Jakarta: Harga minyak mentah West Texas Intermediate (WTI) terus menunjukkan kekuatan setelah melonjak 6 persen mendekati level tertinggi dua minggu pada Senin, 25 November 2024.
WTI kini diperdagangkan di level USD71,38 per barel, naik 14 sen atau 0,2 persen.
Berdasarkan analisis Dupoin Indonesia, Andy Nugraha, lonjakan ini didukung oleh faktor ketegangan geopolitik antara negara-negara barat dengan produsen minyak utama Rusia dan Iran, yang menimbulkan kekhawatiran potensi gangguan pasokan.
Secara teknikal, Andy menjelaskan, tren bullish kembali mendominasi pergerakan harga WTI berdasarkan kombinasi indikator Moving Average yang terbentuk.
“Dengan pola ini, WTI memiliki potensi untuk naik hingga mencapai level resistance USD72,50. Namun, Nugraha juga menegaskan bahwa jika harga gagal mempertahankan momentum kenaikan dan mengalami pembalikan arah (reversal), level support terdekat yang menjadi target penurunan adalah USD68,50,” tutur dia dalam keterangan tertulis, Senin, 25 November 2024.
Dia menjelaskan, ketegangan geopolitik terbaru semakin memperkuat sentimen bullish di pasar minyak.
Rusia meluncurkan rudal hipersonik ke Ukraina sebagai peringatan terhadap Amerika Serikat dan Inggris, yang sebelumnya mendukung Kyiv dengan senjata canggih.
Di sisi lain, Iran bereaksi keras terhadap resolusi Badan Energi Atom Internasional (IAEA) dengan mengambil langkah-langkah strategis, termasuk pengayaan uranium menggunakan sentrifus canggih.
Kondisi ini meningkatkan risiko pemberlakuan sanksi baru terhadap ekspor minyak Iran, terutama jika Trump kembali berkuasa, yang dapat memperburuk ketatnya pasokan global.

- Bagian Data -
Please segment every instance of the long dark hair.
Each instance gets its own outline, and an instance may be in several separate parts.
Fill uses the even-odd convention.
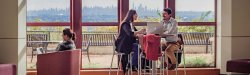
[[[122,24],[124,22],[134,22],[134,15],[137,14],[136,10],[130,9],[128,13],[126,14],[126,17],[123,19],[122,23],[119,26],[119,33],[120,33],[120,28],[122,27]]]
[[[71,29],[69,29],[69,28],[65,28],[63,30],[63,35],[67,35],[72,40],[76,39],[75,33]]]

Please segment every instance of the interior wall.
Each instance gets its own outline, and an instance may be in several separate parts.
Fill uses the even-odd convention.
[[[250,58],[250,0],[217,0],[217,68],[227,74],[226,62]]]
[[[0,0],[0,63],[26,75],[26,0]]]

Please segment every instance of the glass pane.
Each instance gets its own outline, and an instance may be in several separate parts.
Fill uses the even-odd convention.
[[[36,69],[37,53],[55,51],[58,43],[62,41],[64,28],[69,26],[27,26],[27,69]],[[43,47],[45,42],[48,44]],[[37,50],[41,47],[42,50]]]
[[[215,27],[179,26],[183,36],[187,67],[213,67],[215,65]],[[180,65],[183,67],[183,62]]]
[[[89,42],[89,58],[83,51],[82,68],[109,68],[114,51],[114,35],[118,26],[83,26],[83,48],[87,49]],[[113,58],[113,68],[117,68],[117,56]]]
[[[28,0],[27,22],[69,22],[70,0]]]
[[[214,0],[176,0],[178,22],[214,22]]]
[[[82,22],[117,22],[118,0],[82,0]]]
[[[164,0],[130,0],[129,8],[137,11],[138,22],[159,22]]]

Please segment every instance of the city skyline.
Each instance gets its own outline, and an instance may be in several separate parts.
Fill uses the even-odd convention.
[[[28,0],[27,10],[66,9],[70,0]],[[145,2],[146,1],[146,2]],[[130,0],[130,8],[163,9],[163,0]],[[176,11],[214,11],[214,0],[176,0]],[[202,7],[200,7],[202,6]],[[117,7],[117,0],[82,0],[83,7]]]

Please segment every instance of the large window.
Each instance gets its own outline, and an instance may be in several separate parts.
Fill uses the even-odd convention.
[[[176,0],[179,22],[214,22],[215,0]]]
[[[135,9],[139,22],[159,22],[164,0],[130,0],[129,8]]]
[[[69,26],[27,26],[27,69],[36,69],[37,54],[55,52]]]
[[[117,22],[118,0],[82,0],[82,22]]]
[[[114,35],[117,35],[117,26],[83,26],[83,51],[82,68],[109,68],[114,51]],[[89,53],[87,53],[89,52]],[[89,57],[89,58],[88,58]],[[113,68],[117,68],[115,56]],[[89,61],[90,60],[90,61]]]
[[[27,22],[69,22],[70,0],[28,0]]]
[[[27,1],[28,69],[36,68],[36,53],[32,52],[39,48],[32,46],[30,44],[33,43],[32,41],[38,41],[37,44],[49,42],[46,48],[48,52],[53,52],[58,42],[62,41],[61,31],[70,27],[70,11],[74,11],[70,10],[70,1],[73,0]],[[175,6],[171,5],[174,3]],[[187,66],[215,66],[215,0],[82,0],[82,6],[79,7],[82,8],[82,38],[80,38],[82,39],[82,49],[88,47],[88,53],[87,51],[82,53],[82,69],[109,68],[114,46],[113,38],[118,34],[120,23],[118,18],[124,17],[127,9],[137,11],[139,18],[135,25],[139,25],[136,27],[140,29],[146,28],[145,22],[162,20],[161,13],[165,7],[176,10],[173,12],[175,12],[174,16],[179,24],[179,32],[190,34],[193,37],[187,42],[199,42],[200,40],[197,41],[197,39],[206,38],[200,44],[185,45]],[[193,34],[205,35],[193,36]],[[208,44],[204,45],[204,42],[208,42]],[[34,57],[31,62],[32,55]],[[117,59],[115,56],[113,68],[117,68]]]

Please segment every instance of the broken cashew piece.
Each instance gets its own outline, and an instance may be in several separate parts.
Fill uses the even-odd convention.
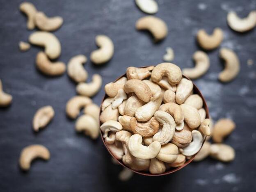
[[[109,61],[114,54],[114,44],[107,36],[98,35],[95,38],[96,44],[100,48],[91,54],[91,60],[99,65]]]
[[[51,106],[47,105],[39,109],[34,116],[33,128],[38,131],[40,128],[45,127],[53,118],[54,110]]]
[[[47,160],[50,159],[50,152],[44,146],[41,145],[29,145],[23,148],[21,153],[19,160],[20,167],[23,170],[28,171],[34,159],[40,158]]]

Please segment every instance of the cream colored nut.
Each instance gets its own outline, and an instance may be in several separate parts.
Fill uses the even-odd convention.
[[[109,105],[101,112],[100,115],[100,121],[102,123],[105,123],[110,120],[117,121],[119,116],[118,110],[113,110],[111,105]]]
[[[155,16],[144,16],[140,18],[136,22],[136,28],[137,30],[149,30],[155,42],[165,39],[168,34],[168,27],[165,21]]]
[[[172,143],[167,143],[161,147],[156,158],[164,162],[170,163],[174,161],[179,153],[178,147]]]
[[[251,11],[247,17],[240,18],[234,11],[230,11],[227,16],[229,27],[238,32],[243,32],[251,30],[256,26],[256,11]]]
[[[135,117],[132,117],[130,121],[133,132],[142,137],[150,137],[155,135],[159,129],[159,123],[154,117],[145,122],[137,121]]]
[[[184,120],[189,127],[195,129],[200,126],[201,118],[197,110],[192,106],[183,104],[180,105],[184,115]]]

- Petunjuk Tugas -
A: Tentukan apakah setiap pernyataan ini sesuai dengan teks tentang harga minyak WTI, lalu jawab ya atau tidak disertai kutipan kata-kata teks yang menjadi penentunya: (i) WTI diperdagangkan di level USD71,38 per barel; (ii) level support terdekat menurut Andy Nugraha adalah USD72,50; (iii) Rusia meluncurkan rudal hipersonik ke Ukraina.
B: Lanjutkan teks tentang harga minyak WTI mulai dari titik terakhir yang ditampilkan.
Entri-entri tersebut diambil dari sumber lain.

- Jawaban Kegiatan -
A:
(i) Ya: "WTI kini diperdagangkan di level USD71,38 per barel"
(ii) Tidak: "level support terdekat yang menjadi target penurunan adalah USD68,50"
(iii) Ya: "Rusia meluncurkan rudal hipersonik ke Ukraina"

B:
Dari sisi permintaan, impor minyak mentah Tiongkok melonjak pada November, didorong oleh harga yang lebih rendah yang menarik minat penimbunan stok.
Sementara itu, penyulingan minyak India mencatat peningkatan produksi sebesar tiga persen secara tahunan menjadi 5,04 juta barel per hari pada Oktober, sejalan dengan meningkatnya ekspor bahan bakar.
“Faktor ini menambah dukungan terhadap harga minyak di tengah situasi geopolitik yang tidak menentu,” ucap dia.
Para delegasi OPEC+ berencana menunda peningkatan produksi hingga kuartal kedua 2025
Di sisi lain, para delegasi OPEC+ saat ini mempertimbangkan untuk menunda rencana peningkatan produksi hingga kuartal kedua 2025.
Pertemuan yang awalnya direncanakan diadakan secara langsung di Wina pada Desember 2024, diperkirakan akan digelar secara daring.
Keputusan ini diambil untuk mengantisipasi ketidakpastian permintaan global dan fluktuasi harga minyak.
Fokus pasar juga tertuju pada laporan mingguan jumlah rig minyak AS dari Baker Hughes, yang sebelumnya mencatat 478 rig aktif. Data ini akan menjadi indikator penting untuk memperkirakan tingkat produksi minyak AS di masa mendatang.
“Dengan sentimen positif dari sisi teknikal dan fundamental, WTI menunjukkan potensi pergerakan naik yang kuat,” ujar dia.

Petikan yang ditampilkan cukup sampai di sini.